'''
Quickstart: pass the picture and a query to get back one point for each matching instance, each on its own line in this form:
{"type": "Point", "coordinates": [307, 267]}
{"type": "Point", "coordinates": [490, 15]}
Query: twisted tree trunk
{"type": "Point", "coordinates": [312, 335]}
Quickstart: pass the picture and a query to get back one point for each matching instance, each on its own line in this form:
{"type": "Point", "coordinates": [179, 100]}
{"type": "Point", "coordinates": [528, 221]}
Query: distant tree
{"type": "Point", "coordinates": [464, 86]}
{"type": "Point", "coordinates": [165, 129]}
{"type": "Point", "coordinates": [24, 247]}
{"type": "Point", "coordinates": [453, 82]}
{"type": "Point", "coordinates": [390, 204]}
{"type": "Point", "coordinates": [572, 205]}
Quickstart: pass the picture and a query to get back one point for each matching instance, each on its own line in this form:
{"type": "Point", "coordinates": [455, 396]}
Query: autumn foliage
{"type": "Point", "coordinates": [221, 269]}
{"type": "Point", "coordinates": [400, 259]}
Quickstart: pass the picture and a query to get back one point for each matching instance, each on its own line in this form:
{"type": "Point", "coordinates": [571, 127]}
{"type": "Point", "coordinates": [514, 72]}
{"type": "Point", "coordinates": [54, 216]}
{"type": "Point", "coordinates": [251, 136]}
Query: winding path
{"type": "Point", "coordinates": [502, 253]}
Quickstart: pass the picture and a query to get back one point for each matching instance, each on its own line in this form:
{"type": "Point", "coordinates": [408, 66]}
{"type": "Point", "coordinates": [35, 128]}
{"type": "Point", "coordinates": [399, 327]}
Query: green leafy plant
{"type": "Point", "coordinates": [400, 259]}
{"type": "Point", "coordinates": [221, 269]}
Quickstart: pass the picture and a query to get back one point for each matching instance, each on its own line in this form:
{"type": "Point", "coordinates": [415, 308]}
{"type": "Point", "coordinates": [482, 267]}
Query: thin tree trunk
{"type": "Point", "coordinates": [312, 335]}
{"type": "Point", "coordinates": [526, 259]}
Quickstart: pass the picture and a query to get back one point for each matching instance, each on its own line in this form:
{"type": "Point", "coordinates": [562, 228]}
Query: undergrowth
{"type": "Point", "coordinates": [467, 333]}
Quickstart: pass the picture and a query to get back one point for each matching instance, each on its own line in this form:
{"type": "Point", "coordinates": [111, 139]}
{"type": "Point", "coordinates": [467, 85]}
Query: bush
'''
Task objective: Copy out all of the lines above exactly.

The answer:
Quickstart: pass the picture and a query to get back one point for each matching instance, each on its own line in this form:
{"type": "Point", "coordinates": [307, 267]}
{"type": "Point", "coordinates": [490, 15]}
Query: twisted tree trunk
{"type": "Point", "coordinates": [312, 335]}
Quickstart: pass the picture and a query to get back one point for each matching instance, each on its own line in this form:
{"type": "Point", "coordinates": [179, 100]}
{"type": "Point", "coordinates": [528, 221]}
Query: distant tree
{"type": "Point", "coordinates": [464, 86]}
{"type": "Point", "coordinates": [165, 129]}
{"type": "Point", "coordinates": [24, 247]}
{"type": "Point", "coordinates": [453, 82]}
{"type": "Point", "coordinates": [390, 204]}
{"type": "Point", "coordinates": [572, 205]}
Quickstart: pass the picture and a query to get back one point for each matching instance, each on its own line in this form:
{"type": "Point", "coordinates": [455, 396]}
Query: autumn foliage
{"type": "Point", "coordinates": [221, 269]}
{"type": "Point", "coordinates": [400, 259]}
Quickstart: pass the picture and a query to get back one point for each matching instance, each on its own line in this form:
{"type": "Point", "coordinates": [571, 127]}
{"type": "Point", "coordinates": [514, 72]}
{"type": "Point", "coordinates": [54, 216]}
{"type": "Point", "coordinates": [251, 136]}
Query: winding path
{"type": "Point", "coordinates": [502, 253]}
Quickstart: pass the picture and a query to get back one point for each matching instance, each on its own line in this form:
{"type": "Point", "coordinates": [408, 66]}
{"type": "Point", "coordinates": [35, 128]}
{"type": "Point", "coordinates": [399, 327]}
Query: green leafy plant
{"type": "Point", "coordinates": [400, 259]}
{"type": "Point", "coordinates": [221, 269]}
Quickstart: pass the picture and a query to get back one point for each matching instance, each on its own line in this form:
{"type": "Point", "coordinates": [415, 308]}
{"type": "Point", "coordinates": [482, 267]}
Query: thin tree trunk
{"type": "Point", "coordinates": [312, 335]}
{"type": "Point", "coordinates": [526, 259]}
Quickstart: pass the picture and a query to get back one point for each matching instance, each on its own line in this form:
{"type": "Point", "coordinates": [562, 228]}
Query: undergrowth
{"type": "Point", "coordinates": [467, 333]}
Quickstart: pass the picture and a query to get back one point for each matching instance, each on its own line in this form:
{"type": "Point", "coordinates": [111, 139]}
{"type": "Point", "coordinates": [467, 85]}
Query: bush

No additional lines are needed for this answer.